READING TEXT >>
──────────
This August 2019, Outside staff member Jo Zanker and 10 other students travelled to west Greenland as part of the University of Sheffield Polar and Alpine Change MSc course. This is the story of the expedition and her experience on the glacier, together with some spectacular photos.
West Greenland Research Expedition
Our two week expedition to west Greenland started and finished in the small town of Kangerlussuaq, where we organised food and equipment. Between these days in town, we spent 10 days wild camping next to the ice margin of the Russell Glacier. From here we conducted daily forays into the field, to gain first hand experience of an arctic environment and to develop our field research skills in glaciology, hydrology and geomorphology. For many of us, this was the longest and most remote camp we had been on.
Loaded with scientific equipment, camping gear and food to last 16 people for 2 weeks, we drove to our campsite on an extremely bumpy, meandering dirt track, originally constructed by Volkswagen so that they could test cars on the ice sheet in secret. Even on this drive out, the wildlife did not disappoint, with multiple sightings of Arctic hares, Reindeer and Musk oxen.
After unloading all the kit we set up camp; pitching the mess tent with all the food and cooking equipment next to “Two Boat Lake” and our sleeping tents on top on the small hill closer to the road and the car. Downwind of camp, we dug a trench where we could do our business with a nice view of Russell Glacier. The plan for the expedition was to have 4 days of “show and tell”, where the staff would teach us various field techniques, followed by 4 days working on our own group projects.
First day out on the ice
On our first day we set off to the margin of Isunnguata Sermia, a large land-terminating glacier that flows out of the ice sheet. We were all equipped with ice axes and crampons (very kindly lent to the group by Grivel), along with helmets and harnesses with ice screws and prusiks. We found walking on the ice for the first time a bizarre experience. You expect ice to be smooth, white and slippery; instead it was rough, dark and reasonably easy to walk on without crampons.
Heading further into glacier the ice became whiter and undulated like sand dunes, though it was still rough. We frequently hopped across winding supraglacial streams, and the ice surface was pocked with small cryoconite holes like Swiss cheese. When moving it was easy to keep warm, helped by the unrelenting sun reflecting off the white surface. But when we stood still and unsheltered it could, unsurprisingly, be bitterly cold.
We were there to help with two ongoing research projects. The first, led by Lauren Rawlins, a PhD student at York University, used a drone to obtain very detailed measurements of the elevation of the ice surface and the meltwater rivers that flow over it. The second project, led by Dr Chris Williamson from Bristol University, investigated the effect that algae, which inhabit the surface layers of snow and ice, have on melting of the ice sheet surface. Our group also took the time to explore interesting ice features, such as a particularly staggering englacial channel system; being very careful to avoid crevasses and moulins (vertical tunnels through which surface meltwater reaches the bed) as we explored.
──────────
(Picture annotation entries)

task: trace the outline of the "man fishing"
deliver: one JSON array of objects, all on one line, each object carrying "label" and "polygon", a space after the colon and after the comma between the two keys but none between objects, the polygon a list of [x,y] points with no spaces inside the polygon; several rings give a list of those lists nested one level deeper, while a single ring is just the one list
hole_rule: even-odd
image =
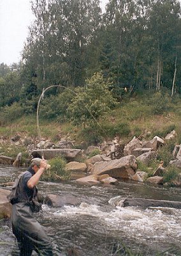
[{"label": "man fishing", "polygon": [[20,256],[31,256],[33,250],[38,255],[53,255],[50,239],[33,216],[33,212],[39,211],[40,208],[36,186],[47,166],[46,160],[33,159],[18,183],[17,199],[12,205],[11,222]]}]

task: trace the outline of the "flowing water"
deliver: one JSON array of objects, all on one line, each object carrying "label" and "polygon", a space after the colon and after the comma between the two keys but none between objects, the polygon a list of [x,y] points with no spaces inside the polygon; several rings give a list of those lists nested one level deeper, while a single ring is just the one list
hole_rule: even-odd
[{"label": "flowing water", "polygon": [[[22,170],[0,167],[0,183],[13,180]],[[133,255],[181,255],[181,210],[121,207],[121,198],[128,196],[180,201],[180,189],[125,181],[117,186],[40,182],[38,188],[43,195],[73,195],[81,202],[62,208],[43,205],[36,216],[55,255],[131,255],[129,249]],[[1,221],[0,255],[16,250],[10,221]]]}]

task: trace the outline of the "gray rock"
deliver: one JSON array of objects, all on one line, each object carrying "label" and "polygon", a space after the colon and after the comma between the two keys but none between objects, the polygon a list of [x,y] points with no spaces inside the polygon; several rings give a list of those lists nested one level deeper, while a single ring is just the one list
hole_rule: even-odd
[{"label": "gray rock", "polygon": [[87,166],[84,163],[71,161],[66,164],[66,170],[68,172],[85,172],[87,170]]},{"label": "gray rock", "polygon": [[80,198],[74,196],[59,196],[48,195],[45,198],[45,203],[54,207],[62,207],[64,205],[77,205],[81,204]]},{"label": "gray rock", "polygon": [[153,173],[153,176],[163,176],[166,173],[166,170],[163,166],[159,166]]},{"label": "gray rock", "polygon": [[10,193],[9,190],[0,188],[0,220],[10,218],[11,216],[11,204],[6,198]]},{"label": "gray rock", "polygon": [[99,148],[98,148],[98,147],[89,146],[86,149],[85,153],[86,154],[86,155],[89,155],[89,154],[92,153],[95,150],[99,150]]},{"label": "gray rock", "polygon": [[129,156],[133,154],[133,150],[134,148],[140,148],[142,147],[141,141],[135,136],[132,139],[131,141],[127,144],[124,148],[124,156]]},{"label": "gray rock", "polygon": [[147,179],[148,173],[145,172],[136,172],[134,175],[131,176],[131,180],[143,182]]},{"label": "gray rock", "polygon": [[148,164],[150,161],[154,159],[156,157],[156,152],[154,151],[150,151],[147,153],[143,153],[141,155],[136,157],[137,160],[140,161],[145,164]]},{"label": "gray rock", "polygon": [[108,174],[113,178],[131,179],[136,168],[136,157],[130,155],[109,162],[96,163],[91,169],[91,173],[96,175]]},{"label": "gray rock", "polygon": [[99,181],[98,180],[98,175],[89,175],[83,178],[78,179],[76,180],[78,182],[90,182],[90,183],[99,183]]},{"label": "gray rock", "polygon": [[152,148],[136,148],[132,150],[132,154],[135,156],[136,157],[142,155],[142,154],[150,152],[153,150]]}]

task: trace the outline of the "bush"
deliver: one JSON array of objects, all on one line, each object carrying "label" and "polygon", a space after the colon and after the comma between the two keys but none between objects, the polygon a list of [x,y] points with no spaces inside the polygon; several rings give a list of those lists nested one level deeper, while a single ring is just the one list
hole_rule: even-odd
──────────
GOALS >>
(a) Answer these questions using the Greenland expedition account:
(i) In which town did the expedition start and finish?
(ii) Which company originally built the dirt track to the campsite?
(iii) Who led the project on how algae affect melting of the ice sheet surface?
(b) From the Greenland expedition account, list every item of equipment the group was equipped with on their first day out on the ice.
(c) Repeat the Greenland expedition account word for word, from "This August 2019, Outside" down to "had been on.".

TASK-BY-TASK ANSWERS >>
(a)
(i) Kangerlussuaq
(ii) Volkswagen
(iii) Dr Chris Williamson from Bristol University

(b) Ice axes, crampons, helmets, harnesses, ice screws, prusiks

(c)
This August 2019, Outside staff member Jo Zanker and 10 other students travelled to west Greenland as part of the University of Sheffield Polar and Alpine Change MSc course. This is the story of the expedition and her experience on the glacier, together with some spectacular photos.
West Greenland Research Expedition
Our two week expedition to west Greenland started and finished in the small town of Kangerlussuaq, where we organised food and equipment. Between these days in town, we spent 10 days wild camping next to the ice margin of the Russell Glacier. From here we conducted daily forays into the field, to gain first hand experience of an arctic environment and to develop our field research skills in glaciology, hydrology and geomorphology. For many of us, this was the longest and most remote camp we had been on.